▸ Source extract
begin

Over the centuries, Saint Nicholas has been the origin of Santa Claus.  Here is the truth, written by Lisa Minney, which I found in a Two-Lane Living.  Lisa recounted the history of Saint Nicholas who was born in a village called Patra which is now the southern coast of Turkey.  At the time the area was Greek, not Christian.  Nicholas was born to wealthy parents who raised him to be a devout Christian.  His parents died while Nicholas was young and they left him a sizable inheritance.  Nicholas had read in the Bible that Jesus said to sell what you have and give it to the poor.  Nicholas gave his inheritance to those who were in need and lived his life helping others.  Nicholas became the Bishop of Myra and was known throughout the land for his generosity of helping the poor and for his love for the children.  Under rule of the Roman Emperor who persecuted Christians, Bishop Nicholas suffered for his faith, was exiled and imprisoned.  After Bishop Nicholas’ death, a special day of celebration, St. Nicholas Day, was set up for December 6.  There are numerous accounts written about the wonderful things St. Nicholas provided for many families over his lifetime.  Over time, St. Nicholas has been remembered as a great man, known for his concern and gifts of charity to others.  Over the centuries, St. Nicholas has become a jolly man called Santa Claus.  Santa Claus is known for his visiting children all over the world on Christmas Eve.  There was a St. Nicholas and who is to say that there is not a Santa Claus.  Santa Claus is the spirit of charity and love for friends, neighbors and strangers.  Santa Claus is alive and well in all who follow the rule of doing for others.

end

▸ Direction
Name each place mentioned in the Saint Nicholas passage.

Items listed in a dataset
begin

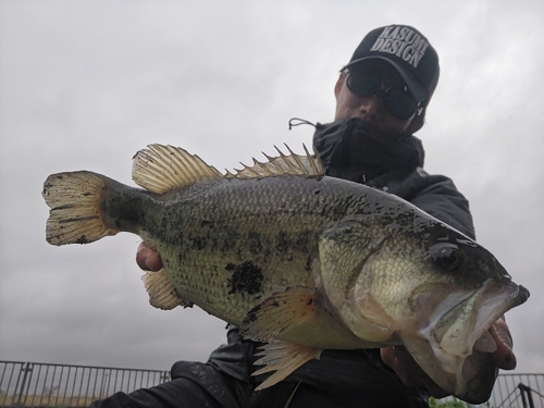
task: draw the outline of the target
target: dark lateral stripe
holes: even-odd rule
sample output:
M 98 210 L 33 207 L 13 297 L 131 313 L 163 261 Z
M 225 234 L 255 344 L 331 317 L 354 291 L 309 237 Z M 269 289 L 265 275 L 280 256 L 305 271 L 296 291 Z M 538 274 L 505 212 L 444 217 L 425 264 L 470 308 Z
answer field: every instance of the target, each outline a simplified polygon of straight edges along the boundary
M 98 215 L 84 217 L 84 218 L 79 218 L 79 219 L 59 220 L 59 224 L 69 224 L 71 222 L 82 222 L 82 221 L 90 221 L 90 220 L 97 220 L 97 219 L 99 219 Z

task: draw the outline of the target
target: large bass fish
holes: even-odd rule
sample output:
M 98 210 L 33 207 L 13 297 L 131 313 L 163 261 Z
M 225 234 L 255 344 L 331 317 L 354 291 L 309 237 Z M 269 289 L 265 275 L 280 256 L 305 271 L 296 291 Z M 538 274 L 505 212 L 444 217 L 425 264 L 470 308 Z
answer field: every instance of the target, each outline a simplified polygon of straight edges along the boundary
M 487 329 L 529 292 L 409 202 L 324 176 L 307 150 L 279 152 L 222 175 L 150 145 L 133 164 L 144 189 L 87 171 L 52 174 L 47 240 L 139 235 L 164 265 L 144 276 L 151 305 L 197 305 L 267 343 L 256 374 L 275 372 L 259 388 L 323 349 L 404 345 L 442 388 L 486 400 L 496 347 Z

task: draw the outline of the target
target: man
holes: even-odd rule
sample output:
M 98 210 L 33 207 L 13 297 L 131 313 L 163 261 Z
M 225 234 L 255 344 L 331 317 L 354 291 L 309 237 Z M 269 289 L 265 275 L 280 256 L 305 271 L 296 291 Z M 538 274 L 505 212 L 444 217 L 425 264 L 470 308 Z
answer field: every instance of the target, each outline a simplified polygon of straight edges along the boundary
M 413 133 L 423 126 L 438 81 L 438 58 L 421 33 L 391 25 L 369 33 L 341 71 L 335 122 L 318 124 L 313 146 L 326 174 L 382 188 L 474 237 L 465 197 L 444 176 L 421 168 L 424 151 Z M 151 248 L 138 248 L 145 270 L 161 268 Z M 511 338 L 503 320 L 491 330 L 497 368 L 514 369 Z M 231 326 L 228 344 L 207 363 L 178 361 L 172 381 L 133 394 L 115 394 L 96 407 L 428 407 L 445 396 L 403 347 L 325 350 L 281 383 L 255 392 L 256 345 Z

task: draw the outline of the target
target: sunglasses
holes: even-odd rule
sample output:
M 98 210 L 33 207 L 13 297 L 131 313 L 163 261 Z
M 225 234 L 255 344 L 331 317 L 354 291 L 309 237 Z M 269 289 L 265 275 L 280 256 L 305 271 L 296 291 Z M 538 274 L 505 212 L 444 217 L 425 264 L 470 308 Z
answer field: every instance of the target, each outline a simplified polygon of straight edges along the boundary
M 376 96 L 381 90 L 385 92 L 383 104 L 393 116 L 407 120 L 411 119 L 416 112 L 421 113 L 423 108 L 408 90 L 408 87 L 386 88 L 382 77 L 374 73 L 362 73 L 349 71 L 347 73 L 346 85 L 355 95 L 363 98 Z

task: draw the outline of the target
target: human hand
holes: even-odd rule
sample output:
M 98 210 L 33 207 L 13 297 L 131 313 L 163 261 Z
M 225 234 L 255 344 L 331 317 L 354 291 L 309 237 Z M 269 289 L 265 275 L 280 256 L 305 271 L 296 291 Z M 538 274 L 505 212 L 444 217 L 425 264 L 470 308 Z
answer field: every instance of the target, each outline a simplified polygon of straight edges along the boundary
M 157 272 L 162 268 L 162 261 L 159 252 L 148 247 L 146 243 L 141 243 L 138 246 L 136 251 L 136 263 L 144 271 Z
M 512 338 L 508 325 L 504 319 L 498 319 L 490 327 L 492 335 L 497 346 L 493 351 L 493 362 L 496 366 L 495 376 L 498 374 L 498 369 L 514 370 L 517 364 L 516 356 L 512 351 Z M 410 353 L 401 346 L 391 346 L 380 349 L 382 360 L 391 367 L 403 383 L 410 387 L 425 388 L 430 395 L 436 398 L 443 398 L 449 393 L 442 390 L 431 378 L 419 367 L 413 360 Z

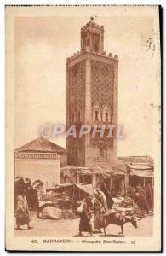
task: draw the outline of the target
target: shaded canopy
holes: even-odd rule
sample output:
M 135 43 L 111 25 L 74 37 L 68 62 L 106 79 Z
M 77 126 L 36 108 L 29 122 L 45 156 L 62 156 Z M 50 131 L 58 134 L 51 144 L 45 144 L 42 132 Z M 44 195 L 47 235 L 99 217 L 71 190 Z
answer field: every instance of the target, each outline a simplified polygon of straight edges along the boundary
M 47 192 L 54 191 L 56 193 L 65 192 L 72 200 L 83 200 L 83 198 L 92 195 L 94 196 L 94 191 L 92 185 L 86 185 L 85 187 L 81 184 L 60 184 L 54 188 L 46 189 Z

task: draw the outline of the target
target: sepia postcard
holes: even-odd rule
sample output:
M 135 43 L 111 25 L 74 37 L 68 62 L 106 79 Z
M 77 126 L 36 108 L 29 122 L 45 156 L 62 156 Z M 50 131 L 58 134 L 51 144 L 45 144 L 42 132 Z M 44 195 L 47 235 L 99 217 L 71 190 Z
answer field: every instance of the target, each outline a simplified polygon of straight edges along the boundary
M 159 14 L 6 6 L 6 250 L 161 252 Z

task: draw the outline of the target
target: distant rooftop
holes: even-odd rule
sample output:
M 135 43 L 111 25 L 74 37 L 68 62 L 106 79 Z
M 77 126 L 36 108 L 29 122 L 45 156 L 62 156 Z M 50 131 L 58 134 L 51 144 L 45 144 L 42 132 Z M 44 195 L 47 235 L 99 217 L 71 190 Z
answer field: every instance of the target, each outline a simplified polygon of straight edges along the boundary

end
begin

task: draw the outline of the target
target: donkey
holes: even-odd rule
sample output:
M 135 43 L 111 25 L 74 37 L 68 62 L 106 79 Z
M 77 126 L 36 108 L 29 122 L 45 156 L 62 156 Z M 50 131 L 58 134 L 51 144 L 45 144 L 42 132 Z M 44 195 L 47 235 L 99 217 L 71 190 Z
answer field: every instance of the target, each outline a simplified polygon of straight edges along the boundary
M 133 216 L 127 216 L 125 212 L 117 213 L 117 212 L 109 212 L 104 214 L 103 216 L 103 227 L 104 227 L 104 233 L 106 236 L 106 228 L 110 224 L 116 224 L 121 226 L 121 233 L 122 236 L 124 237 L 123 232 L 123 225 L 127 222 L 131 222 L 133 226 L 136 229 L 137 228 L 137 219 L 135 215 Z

end

▸ Task response
Patra, Turkey, Myra